:: Required task ::
Extract every line from the rows below that contains the string "plate", treating uppercase and lowercase letters as different.

:: Data shown ::

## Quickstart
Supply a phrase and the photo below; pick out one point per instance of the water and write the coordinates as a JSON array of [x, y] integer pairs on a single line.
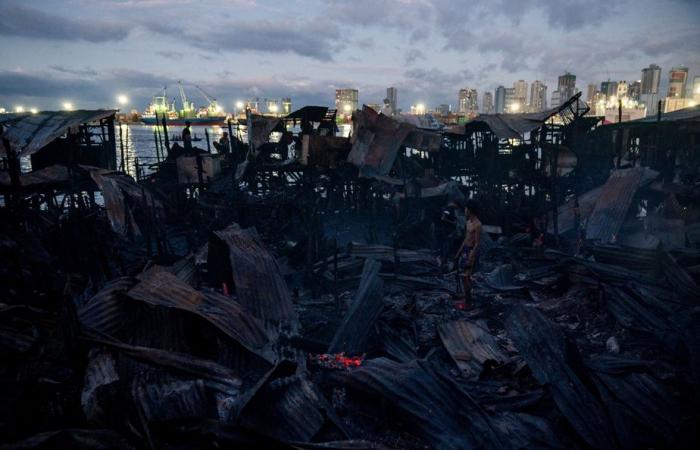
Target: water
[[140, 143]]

==

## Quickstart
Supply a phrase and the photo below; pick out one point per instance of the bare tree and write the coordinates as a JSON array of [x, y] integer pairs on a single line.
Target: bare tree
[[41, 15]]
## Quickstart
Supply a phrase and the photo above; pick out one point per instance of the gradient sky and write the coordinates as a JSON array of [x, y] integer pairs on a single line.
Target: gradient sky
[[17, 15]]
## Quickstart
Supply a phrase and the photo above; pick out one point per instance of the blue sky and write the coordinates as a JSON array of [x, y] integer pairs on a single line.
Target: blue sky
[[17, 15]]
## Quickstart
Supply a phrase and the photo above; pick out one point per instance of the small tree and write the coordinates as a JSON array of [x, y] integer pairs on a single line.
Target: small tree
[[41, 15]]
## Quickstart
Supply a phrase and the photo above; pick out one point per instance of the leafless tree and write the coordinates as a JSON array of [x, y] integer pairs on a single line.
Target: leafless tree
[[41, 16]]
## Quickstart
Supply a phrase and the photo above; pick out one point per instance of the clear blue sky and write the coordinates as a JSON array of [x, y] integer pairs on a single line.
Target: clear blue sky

...

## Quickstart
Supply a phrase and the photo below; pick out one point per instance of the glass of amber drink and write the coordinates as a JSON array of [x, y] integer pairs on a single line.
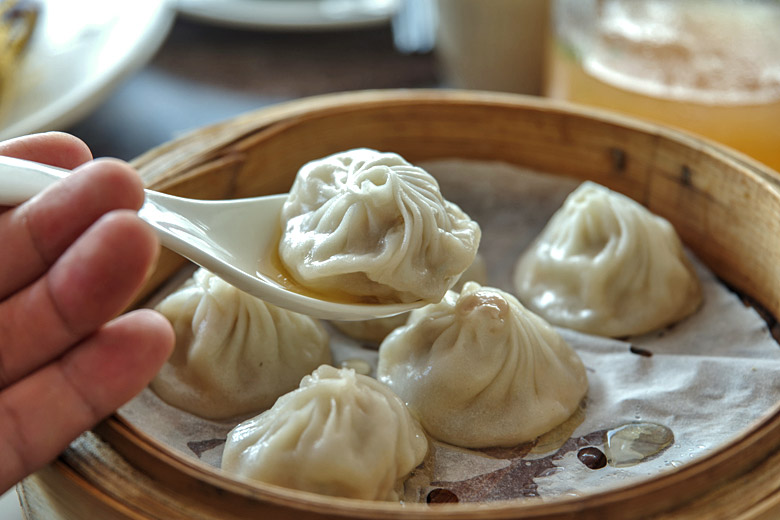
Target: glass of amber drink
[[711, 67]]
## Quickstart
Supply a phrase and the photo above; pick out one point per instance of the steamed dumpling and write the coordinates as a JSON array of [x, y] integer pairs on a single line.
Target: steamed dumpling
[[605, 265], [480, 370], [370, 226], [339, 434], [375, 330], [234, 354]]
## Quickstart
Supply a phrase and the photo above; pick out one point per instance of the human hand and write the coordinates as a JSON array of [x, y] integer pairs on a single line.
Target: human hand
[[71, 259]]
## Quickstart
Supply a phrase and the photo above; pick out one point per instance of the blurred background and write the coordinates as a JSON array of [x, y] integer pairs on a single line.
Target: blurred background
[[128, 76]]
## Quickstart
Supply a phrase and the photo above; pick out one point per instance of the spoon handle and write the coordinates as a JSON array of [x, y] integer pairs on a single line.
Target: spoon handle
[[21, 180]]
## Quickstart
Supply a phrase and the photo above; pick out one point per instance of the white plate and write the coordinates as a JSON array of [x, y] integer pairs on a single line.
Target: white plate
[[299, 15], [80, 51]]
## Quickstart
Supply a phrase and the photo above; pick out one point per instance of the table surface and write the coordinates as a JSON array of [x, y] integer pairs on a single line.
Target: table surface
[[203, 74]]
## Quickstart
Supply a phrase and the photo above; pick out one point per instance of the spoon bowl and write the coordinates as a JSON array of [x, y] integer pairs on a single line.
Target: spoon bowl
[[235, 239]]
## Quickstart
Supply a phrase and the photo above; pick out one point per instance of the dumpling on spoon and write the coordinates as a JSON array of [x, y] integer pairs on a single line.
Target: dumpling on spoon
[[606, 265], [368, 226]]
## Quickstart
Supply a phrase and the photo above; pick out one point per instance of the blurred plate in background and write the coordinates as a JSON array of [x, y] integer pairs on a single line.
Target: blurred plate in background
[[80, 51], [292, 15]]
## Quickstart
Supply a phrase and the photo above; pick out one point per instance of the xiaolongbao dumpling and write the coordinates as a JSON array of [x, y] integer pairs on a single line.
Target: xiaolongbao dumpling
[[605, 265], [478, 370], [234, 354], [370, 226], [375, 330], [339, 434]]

:: Task result ::
Supply a phrase and the photo above; pick out one point per instance of the white plate and write the coordinates as a JSON array of [x, y] integer pairs on a single line.
Target: white plate
Supply a phrase and the photo above; pick out one point per instance of the blurred plate in background and write the coordinates as a JSON array of [x, y] integer pairs on a single line.
Target: blurred plate in background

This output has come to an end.